Description du problème: D'après le texte sur les territoires de l'eau, quand et à quelle occasion l'expression « Territoires de l'Eau » a-t-elle été créée ?

Dans ce numéro, nous voyons encore autre chose. Nous entrons dans un autre territoire de l’eau, où la masse liquide est conduite, puisée, canalisée, dispersée, épanchée, gardée, distribuée, travaillée. Cette eau travaillée fait paysage en Occitanie et fait de l’Occitanie un grand Territoire de l’eau.

Les territoires de l’eau 
Les territoires de l’Eau sont aujourd’hui, on le sait, des paysages fortement mobilisateurs. L’actualité du changement climatique, la force de l’aménagement du territoire pour un tourisme vert ou bleu, l’engagement des collectivités vers un développement durable témoignent de la qualité patrimoniale de ces espaces historiques. L’expression « Territoires de l’Eau » a été créée en mars 2004, à l’occasion d’une journée d’études à l’Université d’Artois, Arras, par deux géographes4. Leur définition renvoyait à deux dimensions complémentaires. La première s’attachait à la question de l’emprise territoriale de la gestion et des politiques de l’eau. La seconde étudiait l’espace d’influence du secteur de l’eau dans les politiques territoriales. C’est donc par la géographie de la gestion et des politiques publiques de l’eau que le terme est entré. Et la nature de ces enjeux a conduit les auteurs à s’interroger sur l’existence de « territoire(s) pertinent(s) pour cette ressource ».

La définition que nous proposons aujourd’hui des Territoires de l’eau diffère. L’appellation regroupe des espaces où l’eau – stagnante, courante, haute, basse, douce ou saumâtre – apparaît comme l’élément structurant du paysage. On y regroupe les zones humides, les lacs, les rivières (à toutes leurs échelles), les fleuves dans toutes leurs composantes (urbaines ou rurales, bras morts, chenaux secondaires, chemin de halage…), les espaces drainés, irrigués, inondés, inondables, mouillés – au sens commun du mot – humides, comme le fait le terme de wetlands de la Convention de Ramsar6. Les territoires de l’eau rassemblent donc des espaces fortement anthropisés, urbains (les ports, les fronts fluviaux...), ruraux (irrigation et drainage, ...) ou en réseau (les canaux), porteurs d’un patrimoine bâti construit en fonction de la présence (naturelle ou artificielle, permanente ou temporaire) d’une eau maitrisée, nourricière, énergétique ou menaçante. Les constructions de l’eau attachées à ces territoires sont nombreuses, modestes ou d’envergure et marquent par leur diversité, leur rythme et leur pérennité l’ensemble du territoire national.

Informations fournies:
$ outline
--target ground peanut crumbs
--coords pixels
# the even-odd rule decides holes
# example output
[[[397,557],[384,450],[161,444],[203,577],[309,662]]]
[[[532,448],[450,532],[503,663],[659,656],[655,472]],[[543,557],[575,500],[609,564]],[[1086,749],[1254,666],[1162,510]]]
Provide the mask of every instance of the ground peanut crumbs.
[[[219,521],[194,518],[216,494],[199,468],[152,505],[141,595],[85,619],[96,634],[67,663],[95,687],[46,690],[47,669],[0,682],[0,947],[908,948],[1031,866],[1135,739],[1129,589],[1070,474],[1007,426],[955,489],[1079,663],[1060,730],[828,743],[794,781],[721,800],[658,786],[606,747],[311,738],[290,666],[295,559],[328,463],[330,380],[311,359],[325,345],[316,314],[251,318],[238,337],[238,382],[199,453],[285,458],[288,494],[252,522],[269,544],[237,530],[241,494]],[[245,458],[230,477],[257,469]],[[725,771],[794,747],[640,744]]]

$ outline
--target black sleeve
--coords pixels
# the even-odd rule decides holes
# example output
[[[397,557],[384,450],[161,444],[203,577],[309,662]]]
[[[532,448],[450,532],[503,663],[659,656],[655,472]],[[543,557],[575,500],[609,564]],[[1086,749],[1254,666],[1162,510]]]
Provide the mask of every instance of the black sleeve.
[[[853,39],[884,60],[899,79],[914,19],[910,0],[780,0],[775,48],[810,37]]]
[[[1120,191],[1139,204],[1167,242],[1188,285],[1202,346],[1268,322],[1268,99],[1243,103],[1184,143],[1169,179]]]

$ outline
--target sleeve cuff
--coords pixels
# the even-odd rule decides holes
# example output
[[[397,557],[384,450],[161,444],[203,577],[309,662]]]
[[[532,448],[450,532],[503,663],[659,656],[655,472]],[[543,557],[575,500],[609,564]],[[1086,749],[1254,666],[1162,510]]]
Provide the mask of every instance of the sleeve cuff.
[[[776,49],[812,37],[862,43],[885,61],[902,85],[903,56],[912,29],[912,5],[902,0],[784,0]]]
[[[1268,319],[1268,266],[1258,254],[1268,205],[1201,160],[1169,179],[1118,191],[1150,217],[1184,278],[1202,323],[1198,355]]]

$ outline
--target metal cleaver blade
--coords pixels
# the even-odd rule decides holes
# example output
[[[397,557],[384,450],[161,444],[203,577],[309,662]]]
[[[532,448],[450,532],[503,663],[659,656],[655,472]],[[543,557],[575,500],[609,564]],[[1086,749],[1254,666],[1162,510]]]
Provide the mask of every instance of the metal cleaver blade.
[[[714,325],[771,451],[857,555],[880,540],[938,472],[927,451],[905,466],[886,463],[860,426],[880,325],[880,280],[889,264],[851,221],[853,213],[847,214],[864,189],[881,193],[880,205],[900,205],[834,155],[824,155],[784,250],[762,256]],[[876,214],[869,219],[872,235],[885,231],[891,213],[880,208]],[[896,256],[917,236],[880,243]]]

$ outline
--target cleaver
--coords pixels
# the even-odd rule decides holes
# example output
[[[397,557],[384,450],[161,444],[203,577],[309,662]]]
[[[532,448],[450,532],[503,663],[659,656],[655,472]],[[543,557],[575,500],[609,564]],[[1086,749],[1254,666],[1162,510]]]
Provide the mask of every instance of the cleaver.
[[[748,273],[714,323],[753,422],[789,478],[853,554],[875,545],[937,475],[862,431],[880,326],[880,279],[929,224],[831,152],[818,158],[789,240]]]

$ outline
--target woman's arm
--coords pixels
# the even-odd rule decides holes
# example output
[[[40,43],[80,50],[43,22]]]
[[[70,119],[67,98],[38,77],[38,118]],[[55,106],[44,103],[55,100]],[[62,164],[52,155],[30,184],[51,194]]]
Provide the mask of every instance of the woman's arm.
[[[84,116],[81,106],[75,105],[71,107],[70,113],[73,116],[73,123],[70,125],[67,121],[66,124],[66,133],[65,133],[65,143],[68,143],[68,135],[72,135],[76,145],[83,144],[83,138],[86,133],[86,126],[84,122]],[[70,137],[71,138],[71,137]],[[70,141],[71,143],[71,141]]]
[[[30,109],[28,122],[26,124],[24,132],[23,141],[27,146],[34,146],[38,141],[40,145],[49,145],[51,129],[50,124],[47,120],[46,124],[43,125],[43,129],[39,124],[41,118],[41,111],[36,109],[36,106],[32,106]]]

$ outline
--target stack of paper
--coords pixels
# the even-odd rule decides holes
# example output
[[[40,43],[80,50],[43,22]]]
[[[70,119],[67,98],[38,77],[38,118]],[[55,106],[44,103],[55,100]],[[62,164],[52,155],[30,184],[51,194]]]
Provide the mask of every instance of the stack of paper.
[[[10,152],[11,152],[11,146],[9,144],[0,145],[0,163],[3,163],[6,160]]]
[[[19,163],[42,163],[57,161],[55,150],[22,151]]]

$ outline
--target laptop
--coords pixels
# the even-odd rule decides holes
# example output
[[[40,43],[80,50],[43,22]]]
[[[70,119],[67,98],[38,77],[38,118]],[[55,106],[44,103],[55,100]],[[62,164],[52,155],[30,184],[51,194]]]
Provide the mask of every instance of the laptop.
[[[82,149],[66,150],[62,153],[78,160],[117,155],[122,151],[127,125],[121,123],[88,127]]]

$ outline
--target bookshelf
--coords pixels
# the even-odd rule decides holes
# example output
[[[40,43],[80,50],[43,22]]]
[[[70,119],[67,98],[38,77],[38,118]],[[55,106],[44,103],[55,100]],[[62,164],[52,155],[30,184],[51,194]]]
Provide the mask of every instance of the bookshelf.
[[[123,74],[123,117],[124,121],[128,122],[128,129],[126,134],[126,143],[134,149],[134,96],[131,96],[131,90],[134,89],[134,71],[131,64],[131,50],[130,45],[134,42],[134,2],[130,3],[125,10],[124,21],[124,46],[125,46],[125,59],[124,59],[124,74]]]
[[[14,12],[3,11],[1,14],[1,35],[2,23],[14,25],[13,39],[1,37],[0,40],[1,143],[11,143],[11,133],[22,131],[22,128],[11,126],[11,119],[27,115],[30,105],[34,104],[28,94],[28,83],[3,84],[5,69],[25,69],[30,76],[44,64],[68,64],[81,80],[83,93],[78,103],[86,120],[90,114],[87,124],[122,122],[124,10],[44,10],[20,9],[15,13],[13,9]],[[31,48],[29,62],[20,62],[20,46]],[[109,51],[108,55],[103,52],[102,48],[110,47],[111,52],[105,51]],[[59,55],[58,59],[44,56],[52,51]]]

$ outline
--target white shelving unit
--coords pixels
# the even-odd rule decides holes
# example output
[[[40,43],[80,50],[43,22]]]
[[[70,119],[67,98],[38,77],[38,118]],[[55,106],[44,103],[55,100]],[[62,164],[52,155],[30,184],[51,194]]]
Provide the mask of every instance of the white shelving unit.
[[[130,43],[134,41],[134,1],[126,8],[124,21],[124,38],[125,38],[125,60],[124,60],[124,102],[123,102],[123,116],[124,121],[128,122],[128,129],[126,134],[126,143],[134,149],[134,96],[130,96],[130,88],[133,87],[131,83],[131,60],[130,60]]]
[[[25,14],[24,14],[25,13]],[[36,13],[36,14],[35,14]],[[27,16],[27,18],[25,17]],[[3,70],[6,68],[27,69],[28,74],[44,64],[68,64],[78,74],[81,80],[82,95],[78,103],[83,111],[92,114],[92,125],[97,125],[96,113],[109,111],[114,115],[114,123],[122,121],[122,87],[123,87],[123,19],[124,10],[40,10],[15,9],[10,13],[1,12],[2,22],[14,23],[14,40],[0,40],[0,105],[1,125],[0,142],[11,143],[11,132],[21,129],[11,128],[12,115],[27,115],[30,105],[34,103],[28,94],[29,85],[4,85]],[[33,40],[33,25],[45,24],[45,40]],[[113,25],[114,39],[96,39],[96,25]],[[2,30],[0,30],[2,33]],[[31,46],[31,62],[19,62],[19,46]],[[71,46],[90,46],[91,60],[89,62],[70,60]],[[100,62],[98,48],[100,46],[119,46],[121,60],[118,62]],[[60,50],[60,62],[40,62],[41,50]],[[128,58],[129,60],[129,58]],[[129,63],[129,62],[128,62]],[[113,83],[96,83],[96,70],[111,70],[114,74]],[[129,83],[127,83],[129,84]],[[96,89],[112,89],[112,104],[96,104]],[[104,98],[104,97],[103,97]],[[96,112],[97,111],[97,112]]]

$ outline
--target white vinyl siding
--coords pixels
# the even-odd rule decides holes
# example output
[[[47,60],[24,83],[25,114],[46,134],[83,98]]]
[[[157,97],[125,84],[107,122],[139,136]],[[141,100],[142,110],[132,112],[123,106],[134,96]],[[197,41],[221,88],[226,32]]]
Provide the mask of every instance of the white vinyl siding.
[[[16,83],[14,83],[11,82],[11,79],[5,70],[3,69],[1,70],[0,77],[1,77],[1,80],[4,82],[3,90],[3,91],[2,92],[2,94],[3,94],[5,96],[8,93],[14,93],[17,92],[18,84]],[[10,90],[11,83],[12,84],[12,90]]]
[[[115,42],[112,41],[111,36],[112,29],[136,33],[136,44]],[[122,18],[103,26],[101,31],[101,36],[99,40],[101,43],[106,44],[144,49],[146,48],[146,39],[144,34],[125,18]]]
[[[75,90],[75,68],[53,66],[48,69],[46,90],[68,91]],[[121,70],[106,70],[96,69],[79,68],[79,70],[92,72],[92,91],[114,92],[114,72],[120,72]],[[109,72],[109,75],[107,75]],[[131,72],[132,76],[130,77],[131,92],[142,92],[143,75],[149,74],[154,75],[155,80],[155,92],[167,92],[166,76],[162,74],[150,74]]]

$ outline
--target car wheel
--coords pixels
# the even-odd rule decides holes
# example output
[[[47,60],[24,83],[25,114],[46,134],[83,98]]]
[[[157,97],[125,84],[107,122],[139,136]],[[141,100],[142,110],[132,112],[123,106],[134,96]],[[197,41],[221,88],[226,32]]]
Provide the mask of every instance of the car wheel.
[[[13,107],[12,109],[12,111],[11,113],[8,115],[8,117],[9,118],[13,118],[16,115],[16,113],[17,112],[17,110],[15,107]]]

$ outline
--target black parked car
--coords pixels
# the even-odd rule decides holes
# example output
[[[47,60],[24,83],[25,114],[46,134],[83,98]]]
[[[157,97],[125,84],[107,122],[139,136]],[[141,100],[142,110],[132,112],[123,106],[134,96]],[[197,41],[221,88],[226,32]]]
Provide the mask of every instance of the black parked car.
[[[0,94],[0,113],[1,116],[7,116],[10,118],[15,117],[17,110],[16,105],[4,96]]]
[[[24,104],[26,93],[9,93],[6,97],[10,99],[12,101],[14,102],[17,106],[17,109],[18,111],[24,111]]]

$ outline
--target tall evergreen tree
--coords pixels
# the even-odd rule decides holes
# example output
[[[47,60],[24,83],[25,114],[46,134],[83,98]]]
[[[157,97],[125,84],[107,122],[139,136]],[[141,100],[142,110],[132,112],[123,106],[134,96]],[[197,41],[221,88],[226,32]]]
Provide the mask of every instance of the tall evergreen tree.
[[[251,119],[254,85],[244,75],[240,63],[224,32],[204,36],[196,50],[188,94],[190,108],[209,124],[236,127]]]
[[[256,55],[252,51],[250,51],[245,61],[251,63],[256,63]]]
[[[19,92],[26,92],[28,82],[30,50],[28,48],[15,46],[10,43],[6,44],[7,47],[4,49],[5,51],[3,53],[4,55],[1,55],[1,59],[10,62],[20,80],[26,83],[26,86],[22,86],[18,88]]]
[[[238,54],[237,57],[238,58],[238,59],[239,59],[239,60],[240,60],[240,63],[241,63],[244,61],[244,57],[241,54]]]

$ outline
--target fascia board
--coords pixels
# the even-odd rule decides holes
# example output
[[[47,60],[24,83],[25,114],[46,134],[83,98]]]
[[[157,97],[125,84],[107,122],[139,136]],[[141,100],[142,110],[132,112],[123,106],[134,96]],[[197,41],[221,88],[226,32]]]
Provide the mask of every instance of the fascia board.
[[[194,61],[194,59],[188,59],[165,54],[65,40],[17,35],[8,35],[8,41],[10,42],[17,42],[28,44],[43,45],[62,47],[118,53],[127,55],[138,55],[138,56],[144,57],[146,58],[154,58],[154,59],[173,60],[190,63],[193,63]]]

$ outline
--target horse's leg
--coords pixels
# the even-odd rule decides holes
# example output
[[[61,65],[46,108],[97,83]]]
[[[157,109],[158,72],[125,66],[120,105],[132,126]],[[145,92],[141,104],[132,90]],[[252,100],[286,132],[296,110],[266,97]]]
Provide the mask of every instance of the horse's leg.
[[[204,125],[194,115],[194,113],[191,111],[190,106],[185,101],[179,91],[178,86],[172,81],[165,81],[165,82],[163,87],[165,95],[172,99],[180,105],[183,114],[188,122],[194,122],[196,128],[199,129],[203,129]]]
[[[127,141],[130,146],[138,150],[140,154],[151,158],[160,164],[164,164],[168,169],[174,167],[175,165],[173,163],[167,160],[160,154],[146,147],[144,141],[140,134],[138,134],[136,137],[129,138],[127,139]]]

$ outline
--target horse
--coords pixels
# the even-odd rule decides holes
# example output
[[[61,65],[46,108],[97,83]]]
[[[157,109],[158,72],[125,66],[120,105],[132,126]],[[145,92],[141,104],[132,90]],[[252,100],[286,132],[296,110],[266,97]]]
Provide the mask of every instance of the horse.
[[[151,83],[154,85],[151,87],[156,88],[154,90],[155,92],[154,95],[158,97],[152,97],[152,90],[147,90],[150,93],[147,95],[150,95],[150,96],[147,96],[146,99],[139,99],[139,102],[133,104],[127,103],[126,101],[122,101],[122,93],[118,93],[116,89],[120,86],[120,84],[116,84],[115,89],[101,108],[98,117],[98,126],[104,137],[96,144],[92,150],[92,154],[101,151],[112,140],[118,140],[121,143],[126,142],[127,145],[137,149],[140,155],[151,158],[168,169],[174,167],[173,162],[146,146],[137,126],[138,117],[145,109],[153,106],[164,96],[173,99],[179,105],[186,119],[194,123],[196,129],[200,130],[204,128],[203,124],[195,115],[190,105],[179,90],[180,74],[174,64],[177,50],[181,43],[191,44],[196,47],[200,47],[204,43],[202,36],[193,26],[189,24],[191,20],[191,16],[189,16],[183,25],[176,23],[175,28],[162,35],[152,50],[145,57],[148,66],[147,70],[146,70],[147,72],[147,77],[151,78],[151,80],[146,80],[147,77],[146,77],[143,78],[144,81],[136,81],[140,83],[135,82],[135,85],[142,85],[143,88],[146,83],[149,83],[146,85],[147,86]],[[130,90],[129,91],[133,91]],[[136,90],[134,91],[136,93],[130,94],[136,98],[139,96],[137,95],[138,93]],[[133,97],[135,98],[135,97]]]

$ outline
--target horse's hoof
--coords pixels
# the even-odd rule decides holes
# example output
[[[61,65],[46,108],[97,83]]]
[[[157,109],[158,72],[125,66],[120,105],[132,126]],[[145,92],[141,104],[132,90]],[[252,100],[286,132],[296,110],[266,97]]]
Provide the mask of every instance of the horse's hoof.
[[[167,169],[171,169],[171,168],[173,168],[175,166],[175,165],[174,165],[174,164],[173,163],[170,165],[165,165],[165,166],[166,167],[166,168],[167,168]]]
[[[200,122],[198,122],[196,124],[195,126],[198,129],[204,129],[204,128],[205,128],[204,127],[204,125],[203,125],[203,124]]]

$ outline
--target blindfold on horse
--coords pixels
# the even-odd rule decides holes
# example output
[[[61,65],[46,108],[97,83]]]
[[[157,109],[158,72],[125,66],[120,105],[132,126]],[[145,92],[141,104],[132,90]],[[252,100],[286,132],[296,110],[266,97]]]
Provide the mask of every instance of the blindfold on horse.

Réponse complète: Elle a été créée en mars 2004, lors d'une journée d'études à l'Université d'Artois, à Arras.